* **Exercise details**:
Quote everything from "The four broad" down to "somewhat eccentric typewriter." in the article on the Bliss bibliographic classification, word for word.

* **Supplied passage**:
= Bliss bibliographic classification =

Library cataloguing system

The Bliss bibliographic classification (BC) is a library classification system that was created by Henry E. Bliss (1870–1955) and published in four volumes between 1940 and 1953. Although originally devised in the United States, it was more commonly adopted by British libraries. A second edition of the system (BC2) has been in ongoing development in Britain since 1977.

==Origins==
Henry E. Bliss began working on the Bliss Classification system while working at the City College of New York Library as Assistant Librarian. He was a critic of Melvil Dewey's work with the Dewey Decimal System and believed that organization of titles needed to be done with an intellectual mind frame. Being overly pragmatic or simply alphabetical, would be inadequate. In fact, Bliss is the only theorist who created an organizational scheme based on societal needs. Bliss wanted a classification system that would provide distinct rules yet still be adaptable to whatever kind of collection a library might have, as different libraries have different needs. His solution was the concept of "alternative location," in which a particular subject could be put in more than one place, as long as the library made a specific choice and used it consistently.

Bliss discusses his theories and basis of organization for the Bliss Classification for the first time in his 1910 article, "A Modern Classification for Libraries, with Simple Notation, Mnemonics, and Alternatives". This publication followed his 1908 reclassification of the City College collection. His work, Organization of Knowledge and the System of the Sciences was published in four volumes between 1940 and 1953.

The four broad underlying policies of the BC system are:
- alternative location
- brief, concise notation
- organizing knowledge according to academic expertise
- subjects moving gradually from topic to topic as they naturally related to one another.
Bliss deliberately avoided the use of the decimal point because of his objection to Dewey's system. Instead he used capital and lower-case letters, numerals, and every typographical symbol available on his extensive and somewhat eccentric typewriter.

Single letter codes refer to broad subject areas and further letters are added to refer to increasingly specific subdisciplines. For example, at Lancaster University:
- T 	Economics
- TD 	Business Economics
- TDG 	Management of Industry

==Adoption and change to second edition==
In 1967 the Bliss Classification Association was formed. Its first publication was the Abridged Bliss Classification (ABC), intended for school libraries. In 1977 it began to publish and maintain a revised version of Bliss's system, the Bliss Bibliographic Classification (Second Edition) or BC2. This retains only the broad outlines of Bliss's scheme, replacing most of the detailed notation with a new scheme based on the principles of faceted classification. 15 of approximately 28 volumes of schedules have so far been published. A revision of this nature has been considered by some to be a completely new system.

* **Given records**:

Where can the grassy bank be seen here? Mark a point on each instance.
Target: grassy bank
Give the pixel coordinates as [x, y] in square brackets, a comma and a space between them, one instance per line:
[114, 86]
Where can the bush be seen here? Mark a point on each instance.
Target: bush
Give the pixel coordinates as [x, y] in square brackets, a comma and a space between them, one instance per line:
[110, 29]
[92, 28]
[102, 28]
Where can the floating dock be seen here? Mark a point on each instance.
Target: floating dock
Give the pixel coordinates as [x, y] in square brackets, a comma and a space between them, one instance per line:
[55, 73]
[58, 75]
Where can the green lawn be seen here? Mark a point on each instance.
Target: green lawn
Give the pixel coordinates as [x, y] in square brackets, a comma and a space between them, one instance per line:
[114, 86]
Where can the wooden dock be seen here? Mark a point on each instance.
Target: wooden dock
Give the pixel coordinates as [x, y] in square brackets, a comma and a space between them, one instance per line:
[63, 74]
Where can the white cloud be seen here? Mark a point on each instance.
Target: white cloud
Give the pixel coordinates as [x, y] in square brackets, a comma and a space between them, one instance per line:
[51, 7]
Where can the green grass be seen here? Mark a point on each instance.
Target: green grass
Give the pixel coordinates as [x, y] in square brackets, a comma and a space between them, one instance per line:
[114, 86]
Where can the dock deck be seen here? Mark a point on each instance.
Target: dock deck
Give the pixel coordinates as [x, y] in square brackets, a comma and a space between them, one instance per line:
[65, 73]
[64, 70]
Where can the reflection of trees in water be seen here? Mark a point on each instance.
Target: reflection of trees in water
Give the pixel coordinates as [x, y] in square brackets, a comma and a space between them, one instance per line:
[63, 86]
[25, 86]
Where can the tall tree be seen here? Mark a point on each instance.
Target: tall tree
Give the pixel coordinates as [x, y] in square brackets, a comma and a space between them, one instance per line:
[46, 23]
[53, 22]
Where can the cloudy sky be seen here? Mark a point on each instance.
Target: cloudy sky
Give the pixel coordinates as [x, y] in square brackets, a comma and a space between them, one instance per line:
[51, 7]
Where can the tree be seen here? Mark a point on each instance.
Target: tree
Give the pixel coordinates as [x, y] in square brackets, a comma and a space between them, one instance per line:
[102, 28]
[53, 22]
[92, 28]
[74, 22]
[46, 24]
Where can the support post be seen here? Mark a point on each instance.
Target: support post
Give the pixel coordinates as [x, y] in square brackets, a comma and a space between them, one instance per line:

* **Correct output**:
The four broad underlying policies of the BC system are:
- alternative location
- brief, concise notation
- organizing knowledge according to academic expertise
- subjects moving gradually from topic to topic as they naturally related to one another.
Bliss deliberately avoided the use of the decimal point because of his objection to Dewey's system. Instead he used capital and lower-case letters, numerals, and every typographical symbol available on his extensive and somewhat eccentric typewriter.